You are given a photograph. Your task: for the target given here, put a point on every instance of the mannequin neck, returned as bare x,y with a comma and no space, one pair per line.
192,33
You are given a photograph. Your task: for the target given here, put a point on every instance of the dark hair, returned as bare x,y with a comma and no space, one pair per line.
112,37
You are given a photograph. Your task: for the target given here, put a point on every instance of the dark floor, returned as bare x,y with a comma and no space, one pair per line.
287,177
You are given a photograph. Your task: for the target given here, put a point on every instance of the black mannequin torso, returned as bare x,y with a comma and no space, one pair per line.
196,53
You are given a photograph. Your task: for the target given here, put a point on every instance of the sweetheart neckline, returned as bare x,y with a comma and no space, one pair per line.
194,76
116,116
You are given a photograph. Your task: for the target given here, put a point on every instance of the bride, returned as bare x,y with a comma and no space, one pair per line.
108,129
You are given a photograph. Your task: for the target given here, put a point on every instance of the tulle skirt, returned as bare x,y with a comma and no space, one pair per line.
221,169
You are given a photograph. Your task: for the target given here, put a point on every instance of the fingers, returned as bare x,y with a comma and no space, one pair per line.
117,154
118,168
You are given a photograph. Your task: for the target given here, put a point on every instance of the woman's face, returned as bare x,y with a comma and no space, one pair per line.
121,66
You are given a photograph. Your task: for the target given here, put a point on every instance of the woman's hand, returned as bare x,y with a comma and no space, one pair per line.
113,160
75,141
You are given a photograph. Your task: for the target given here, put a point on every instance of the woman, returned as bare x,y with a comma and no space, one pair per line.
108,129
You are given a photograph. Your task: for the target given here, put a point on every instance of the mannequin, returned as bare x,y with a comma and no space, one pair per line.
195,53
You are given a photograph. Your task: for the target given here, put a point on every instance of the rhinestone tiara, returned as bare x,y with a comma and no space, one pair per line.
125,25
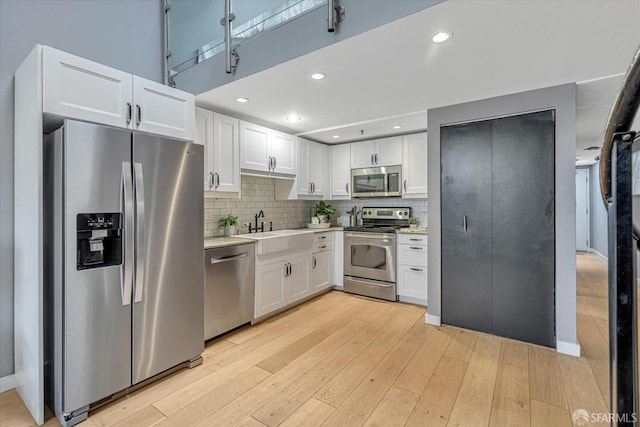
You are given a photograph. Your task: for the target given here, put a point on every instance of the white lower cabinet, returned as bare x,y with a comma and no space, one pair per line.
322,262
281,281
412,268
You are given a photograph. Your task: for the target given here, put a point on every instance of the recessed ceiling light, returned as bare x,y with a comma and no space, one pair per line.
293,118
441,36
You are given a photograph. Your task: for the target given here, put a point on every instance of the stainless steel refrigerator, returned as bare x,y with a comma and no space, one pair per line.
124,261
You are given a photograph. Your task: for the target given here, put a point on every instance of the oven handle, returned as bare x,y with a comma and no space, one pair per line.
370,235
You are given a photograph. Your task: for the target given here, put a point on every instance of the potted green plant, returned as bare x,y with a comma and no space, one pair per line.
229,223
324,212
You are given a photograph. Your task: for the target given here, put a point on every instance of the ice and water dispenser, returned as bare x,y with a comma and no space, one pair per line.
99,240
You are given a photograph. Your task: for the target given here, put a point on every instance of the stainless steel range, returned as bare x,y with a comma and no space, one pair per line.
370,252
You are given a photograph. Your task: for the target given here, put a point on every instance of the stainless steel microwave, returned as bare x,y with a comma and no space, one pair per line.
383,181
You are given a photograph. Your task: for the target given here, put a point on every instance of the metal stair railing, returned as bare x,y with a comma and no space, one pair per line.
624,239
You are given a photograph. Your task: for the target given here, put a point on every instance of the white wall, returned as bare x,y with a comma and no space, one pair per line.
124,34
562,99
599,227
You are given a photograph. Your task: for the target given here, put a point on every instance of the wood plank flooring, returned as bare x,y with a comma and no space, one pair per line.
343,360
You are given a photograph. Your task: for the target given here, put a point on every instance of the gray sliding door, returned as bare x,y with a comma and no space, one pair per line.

☆ ☆ ☆ ☆

_Required work_
Would you transcribe the listing above line by line, exactly, leaving every picture out?

_Answer to this task_
You are given a photograph. Your task: for the target given here, put a point on every instance of the mannequin neck, returned as bare x,y with a comma and no space, one pair per line.
192,33
You are given a photograph. Your task: for the target given here, put a point on every instance of the dark hair, returned as bare x,y with a comma and no space, one pair per line.
112,37
You are given a photograph. Your task: for the target given here, put a point on every instance of the dark floor, returned as bare x,y with a comma and no space, one pair per line.
287,177
You are given a photograph. Your task: for the target given here, put a point on every instance of the black mannequin torso, returned as bare x,y with a comma and no space, one pair per line.
196,53
You are given a photograph. Your task: for the target given here, put a point on every instance of the sweetheart neckline, returned as bare x,y with a comma and no space, one pair per line.
194,76
116,116
You are given a photograph. Your task: for the target given here, put a point on every instance of the bride, returned as bare x,y with a comma and no space, one pair per line.
108,129
You are given a photograph. Your task: for the target given here, put a point on every instance of the tulle skirt, returned as bare x,y with a comma and no space, one pair per line.
221,169
You are given a photograph. Your task: for the target given here, put a point on every instance of the fingers, returned as bare x,y with a comma and no space, one pair per line.
117,154
118,168
You are given a photograph. Your task: for the target given here, put a point on every instance of the woman's face, returned as bare x,y with a comma and no space, one pair per line.
121,66
You are given a photograph. Your task: for the target given here, put a point on every instance of the woman's hand, returned as bare x,y with a comma and no space, one pair per line.
113,160
75,141
You are given a photograph. Your task: for the target given here, put a point on every instance of the woman, returned as bare x,y with a comma and no space, one pair per line.
108,129
You are given a photograph. Your task: for the target given here, put a point on every instance of the mannequin, returned as bare x,y with a comma and no space, one pair per line.
195,53
You are given a photograph. Your task: for the target given here, put a point on every instance of the rhinestone tiara, returned as bare x,y with a comma and no space, one pair per line.
125,25
You are given a photograph. Your task: for the target given here, put a point on every instance of the white lower cabinet, returned as bare x,y with a comma and no space, one pair per line.
322,262
281,281
412,268
You are given a photograph. Your task: for the target given here, put a point on every instance of the recessed ceiling light, returned as bare x,y with a comma and no space, one pair per line.
293,118
441,36
You are given a photograph. Your task: for the target given here, put a point on every instance of the stainless steel refrigerator, returned as bare x,y with a comma and no space, one pair per line.
124,261
You are given a photograph. Your task: for the target given here, put a point on every instance of the oven handle, returned as bare x,y with a comma and no space, one pair per line.
370,235
You are given a photograph. Your task: for the target given here, put a point on every instance of the potted green plant, returned as bare x,y with a comma and no space, one pair per line.
229,223
324,212
You are given a photograph. Your task: for the target given here, put a point on every instance of the ice and water dispenser, returned as bare x,y with a comma and no space, one pair per line.
99,240
You are given a photograph. Your task: for the target given here, put a point on every instance of the stainless steel range, returned as bare x,y with a comma and no space, one pair per line.
370,252
You are given a photograph. Your task: for the target given here, put a point on every instance of the stainless steel microwave, returned as bare x,y with a comma and no space, one pair per line.
383,181
You are given a photograph. Your task: for the target given here, put a point on every instance of the metal stair railing, returned as bare x,y with a comma and no space, one pair per line.
624,239
You are given a photograph. Your task: for the target given here, put a point on every instance of the white wall, returned as bare x,y with a comma and no space, one pair per line.
124,34
562,99
599,227
You are given a photograph. Your task: for the target given here, put a point on every instance of the wood plank flooring, returned as bare x,y with a comma and no space, one pair per line.
343,360
You are given a photograph. Your task: for the target given here, put a point on every instance of the gray sliding door, returned as bare x,y with a comma and no space, one pair per line.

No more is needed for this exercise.